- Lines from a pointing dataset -
--------

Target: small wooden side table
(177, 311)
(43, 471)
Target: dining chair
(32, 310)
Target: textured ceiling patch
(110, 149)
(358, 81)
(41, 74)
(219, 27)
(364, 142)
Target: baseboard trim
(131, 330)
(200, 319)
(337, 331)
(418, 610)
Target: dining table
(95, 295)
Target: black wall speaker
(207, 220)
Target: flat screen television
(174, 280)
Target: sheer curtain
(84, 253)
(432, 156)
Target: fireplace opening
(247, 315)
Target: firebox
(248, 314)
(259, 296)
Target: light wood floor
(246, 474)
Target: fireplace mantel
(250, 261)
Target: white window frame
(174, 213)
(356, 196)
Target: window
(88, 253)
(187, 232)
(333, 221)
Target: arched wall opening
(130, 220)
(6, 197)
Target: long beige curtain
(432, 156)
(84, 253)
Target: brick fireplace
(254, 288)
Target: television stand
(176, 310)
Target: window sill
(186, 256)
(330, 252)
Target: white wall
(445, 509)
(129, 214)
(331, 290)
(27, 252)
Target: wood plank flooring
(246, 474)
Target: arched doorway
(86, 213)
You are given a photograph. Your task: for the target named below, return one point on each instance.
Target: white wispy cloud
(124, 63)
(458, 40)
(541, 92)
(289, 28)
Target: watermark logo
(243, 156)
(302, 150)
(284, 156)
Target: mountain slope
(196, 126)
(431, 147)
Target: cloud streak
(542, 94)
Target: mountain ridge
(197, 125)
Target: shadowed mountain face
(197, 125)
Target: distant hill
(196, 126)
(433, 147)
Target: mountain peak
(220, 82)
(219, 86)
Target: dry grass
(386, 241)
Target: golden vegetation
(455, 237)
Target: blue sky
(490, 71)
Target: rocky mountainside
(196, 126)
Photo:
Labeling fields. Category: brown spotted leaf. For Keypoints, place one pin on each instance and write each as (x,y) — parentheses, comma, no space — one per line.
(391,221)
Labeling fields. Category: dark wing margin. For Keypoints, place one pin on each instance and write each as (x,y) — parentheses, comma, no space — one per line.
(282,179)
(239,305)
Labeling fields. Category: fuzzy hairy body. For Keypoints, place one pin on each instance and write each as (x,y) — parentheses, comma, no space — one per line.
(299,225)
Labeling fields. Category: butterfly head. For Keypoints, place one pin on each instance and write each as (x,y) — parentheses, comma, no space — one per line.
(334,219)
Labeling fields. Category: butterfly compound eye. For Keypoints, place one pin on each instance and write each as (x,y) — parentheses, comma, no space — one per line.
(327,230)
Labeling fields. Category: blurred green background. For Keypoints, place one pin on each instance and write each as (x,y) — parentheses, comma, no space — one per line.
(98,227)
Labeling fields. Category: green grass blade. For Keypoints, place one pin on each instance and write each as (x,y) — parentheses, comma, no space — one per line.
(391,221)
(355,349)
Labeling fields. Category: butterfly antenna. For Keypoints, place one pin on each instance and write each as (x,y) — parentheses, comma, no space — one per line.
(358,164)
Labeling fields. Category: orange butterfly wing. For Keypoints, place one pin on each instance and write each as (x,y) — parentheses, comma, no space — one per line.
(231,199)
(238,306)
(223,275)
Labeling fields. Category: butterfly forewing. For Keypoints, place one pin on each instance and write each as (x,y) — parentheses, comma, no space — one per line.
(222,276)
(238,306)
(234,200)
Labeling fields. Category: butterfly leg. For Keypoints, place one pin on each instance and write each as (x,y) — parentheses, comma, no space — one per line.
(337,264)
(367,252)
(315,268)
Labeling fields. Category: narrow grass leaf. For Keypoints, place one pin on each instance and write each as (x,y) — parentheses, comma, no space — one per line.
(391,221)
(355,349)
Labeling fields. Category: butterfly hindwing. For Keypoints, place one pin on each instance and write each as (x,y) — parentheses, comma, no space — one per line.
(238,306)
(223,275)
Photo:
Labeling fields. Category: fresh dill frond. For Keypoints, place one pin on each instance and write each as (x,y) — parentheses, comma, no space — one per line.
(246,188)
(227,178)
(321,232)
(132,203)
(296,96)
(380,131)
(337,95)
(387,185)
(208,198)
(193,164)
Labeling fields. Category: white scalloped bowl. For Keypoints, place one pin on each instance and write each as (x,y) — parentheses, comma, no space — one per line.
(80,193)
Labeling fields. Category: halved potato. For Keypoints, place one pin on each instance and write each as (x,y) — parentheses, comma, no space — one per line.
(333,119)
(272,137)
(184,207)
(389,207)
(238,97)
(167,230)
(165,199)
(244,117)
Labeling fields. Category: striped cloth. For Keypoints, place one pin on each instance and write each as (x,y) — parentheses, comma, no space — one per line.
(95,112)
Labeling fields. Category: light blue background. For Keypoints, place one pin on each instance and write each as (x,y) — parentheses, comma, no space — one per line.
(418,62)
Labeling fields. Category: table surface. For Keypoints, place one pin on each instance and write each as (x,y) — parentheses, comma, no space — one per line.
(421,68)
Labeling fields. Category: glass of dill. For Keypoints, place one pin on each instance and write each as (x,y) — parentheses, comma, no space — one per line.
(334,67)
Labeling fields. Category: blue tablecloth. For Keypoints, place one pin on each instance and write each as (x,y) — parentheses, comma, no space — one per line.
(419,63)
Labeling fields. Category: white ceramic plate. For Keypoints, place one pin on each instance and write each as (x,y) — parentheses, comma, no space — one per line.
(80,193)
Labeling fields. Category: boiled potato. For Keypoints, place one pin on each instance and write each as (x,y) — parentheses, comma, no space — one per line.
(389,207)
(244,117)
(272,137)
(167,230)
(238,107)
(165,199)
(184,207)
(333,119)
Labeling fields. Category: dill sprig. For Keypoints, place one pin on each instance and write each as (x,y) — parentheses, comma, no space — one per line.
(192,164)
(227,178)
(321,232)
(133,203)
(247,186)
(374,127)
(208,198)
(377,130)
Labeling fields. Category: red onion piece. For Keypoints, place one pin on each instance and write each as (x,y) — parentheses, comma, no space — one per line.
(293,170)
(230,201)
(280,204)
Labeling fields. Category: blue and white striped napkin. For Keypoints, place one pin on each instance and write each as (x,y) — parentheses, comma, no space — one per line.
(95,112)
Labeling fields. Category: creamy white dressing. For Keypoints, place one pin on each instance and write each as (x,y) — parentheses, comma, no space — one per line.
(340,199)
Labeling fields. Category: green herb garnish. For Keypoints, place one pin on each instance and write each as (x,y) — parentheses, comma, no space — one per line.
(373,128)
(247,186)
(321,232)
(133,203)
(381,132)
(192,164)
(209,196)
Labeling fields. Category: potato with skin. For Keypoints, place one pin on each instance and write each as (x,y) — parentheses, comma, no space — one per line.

--------

- WHAT YOU WILL DO -
Copy all the lines above word for word.

- FULL SOLUTION -
Target: small wooden side table
(177, 311)
(43, 471)
Target: dining chair
(32, 310)
Target: textured ceiling patch
(110, 149)
(358, 81)
(41, 74)
(219, 27)
(364, 142)
Target: baseboard trim
(131, 330)
(200, 319)
(337, 331)
(418, 610)
Target: dining table
(95, 295)
Target: black wall speaker
(207, 220)
Target: flat screen television
(174, 280)
Target: sheer curtain
(84, 253)
(432, 156)
Target: fireplace opening
(247, 315)
Target: firebox
(248, 314)
(259, 296)
Target: light wood floor
(246, 474)
Target: fireplace mantel
(250, 261)
Target: white window frame
(174, 213)
(356, 196)
Target: window
(88, 253)
(187, 232)
(333, 221)
Target: arched wall opening
(130, 220)
(6, 197)
Target: long beige curtain
(432, 156)
(84, 253)
Target: brick fireplace
(254, 288)
Target: television stand
(176, 310)
Target: window sill
(186, 256)
(330, 252)
Target: white wall
(445, 509)
(129, 214)
(331, 290)
(27, 252)
Target: wood plank flooring
(246, 474)
Target: arched doorway
(86, 213)
You are given a photograph. Your task: for the target named below, return one point on each instance.
Target: white wispy cloud
(124, 63)
(458, 40)
(541, 92)
(289, 28)
Target: watermark logo
(243, 156)
(302, 150)
(284, 156)
Target: mountain slope
(196, 126)
(431, 147)
Target: cloud streak
(542, 94)
Target: mountain ridge
(197, 125)
Target: shadowed mountain face
(197, 125)
Target: distant hill
(196, 126)
(433, 147)
Target: mountain peak
(220, 82)
(219, 86)
Target: dry grass
(386, 241)
Target: golden vegetation
(455, 237)
Target: blue sky
(490, 71)
Target: rocky mountainside
(196, 126)
Photo:
Labeling fields. Category: brown spotted leaf. For Keypoints, place one pin on each instance and write each as (x,y) — parentheses, comma, no space — one per line.
(391,221)
Labeling fields. Category: dark wing margin. For Keypoints, place one pin on each instance and write each as (x,y) — parentheses, comma, no space — one per line.
(282,179)
(239,305)
Labeling fields. Category: fuzzy hairy body. For Keypoints, place one pin on each instance and write each as (x,y) — parentheses, comma, no space — one per line.
(299,225)
Labeling fields. Category: butterfly head. For Keypoints, place one pin on each instance and write each as (x,y) — parentheses, comma, no space — one per line.
(334,219)
Labeling fields. Category: butterfly compound eye. For Keypoints, place one pin on each instance and write each as (x,y) — parentheses, comma, no space — one per line.
(327,230)
Labeling fields. Category: blurred green background. For Keypoints, place one pin on each instance and write each as (x,y) — parentheses, comma, no space — one per line.
(98,227)
Labeling fields. Category: green grass blade. For Keypoints, place one pin on each instance and write each as (x,y) — parentheses, comma, no space — one per line.
(391,221)
(355,349)
Labeling fields. Category: butterfly antenna. For Keypoints, place one pin on each instance and write each as (x,y) — parentheses, comma, no space — one per line.
(358,164)
Labeling fields. Category: orange butterfly wing. For Keypoints, place one pin on each instance and write each as (x,y) — parentheses, comma, no space — one per line.
(231,199)
(238,306)
(223,275)
Labeling fields. Category: butterfly forewing. For Keypoints, place one pin on each instance and write each as (x,y) — parentheses, comma, no space — one per line.
(222,276)
(238,306)
(234,200)
Labeling fields. Category: butterfly leg. For Keypoints, place one pin on each instance and write each as (x,y) — parentheses, comma, no space — one per line.
(337,264)
(367,252)
(315,268)
Labeling fields. Category: narrow grass leaf. For Keypoints, place one pin on each instance and write each as (x,y) — parentheses, comma, no space — one per line.
(391,221)
(355,349)
Labeling fields. Category: butterfly hindwing. For Keypoints, place one pin on each instance and write each as (x,y) — parentheses, comma, no space — one per line.
(238,306)
(223,275)
Photo:
Labeling fields. Category: fresh dill frond. For Keypoints, place one pin on each instance and write each as (x,y) — parentheses, comma, no space — one per line.
(246,188)
(227,178)
(321,232)
(132,203)
(296,96)
(380,131)
(337,95)
(387,185)
(208,198)
(193,164)
Labeling fields. Category: white scalloped bowl. For Keypoints, place one pin on each instance and write each as (x,y) — parentheses, comma, no space — one per line.
(80,193)
Labeling fields. Category: halved potato. For Keypoints, place one pin on each instance and write each as (x,y) — parentheses, comma, no space — one per line.
(333,119)
(272,137)
(184,207)
(389,207)
(238,97)
(167,230)
(165,199)
(244,117)
Labeling fields. Category: striped cloth. For Keypoints, place one pin on each instance and write each as (x,y) — parentheses, comma, no space — one per line.
(95,112)
Labeling fields. Category: light blue background. For Keypoints, place one pin on each instance and write each as (x,y) — parentheses, comma, no space — one per line.
(418,62)
Labeling fields. Category: table surface. For Keypoints, place one pin on each instance and write each as (x,y) — parentheses, comma, no space — one per line.
(421,68)
Labeling fields. Category: glass of dill. For Keypoints, place one pin on each instance and write each as (x,y) — parentheses, comma, no space — one per line.
(334,67)
Labeling fields. Category: blue tablecloth. For Keypoints, place one pin on each instance and write each as (x,y) — parentheses, comma, no space — one per line.
(419,63)
Labeling fields. Category: white ceramic plate. For Keypoints, place one pin on each instance and write each as (x,y) — parentheses, comma, no space — one per line.
(80,193)
Labeling fields. Category: boiled potato. For Keypoints, place one pin on each instance and write each as (x,y) — parentheses, comma, no space — one per line.
(389,207)
(244,117)
(272,137)
(167,230)
(238,107)
(165,199)
(184,207)
(333,119)
Labeling fields. Category: dill sprig. For Keypoints, place one pin on each instance and write each as (x,y) — parentheses, comma, no space — one per line.
(192,164)
(227,178)
(321,232)
(133,203)
(247,186)
(374,127)
(208,198)
(377,130)
Labeling fields. Category: red onion piece. For Keypoints, place one pin on each instance and write each as (x,y) — parentheses, comma, no space — one per line.
(293,170)
(230,201)
(280,204)
Labeling fields. Category: blue and white striped napkin. For Keypoints, place one pin on each instance and write each as (x,y) — parentheses, comma, no space — one per line.
(95,112)
Labeling fields. Category: creamy white dressing. For Keypoints, place one pin on each instance and write each as (x,y) — parentheses, comma, no space — one per line.
(340,199)
Labeling fields. Category: green herb garnish. For Keypoints, place one pin on each instance and write each as (x,y) — parentheses, comma, no space — one per line.
(373,128)
(247,186)
(321,232)
(133,203)
(381,132)
(192,164)
(209,196)
Labeling fields. Category: potato with skin. For Keypoints, place one pin on each instance and write each as (x,y) — parentheses, comma, no space — one per line.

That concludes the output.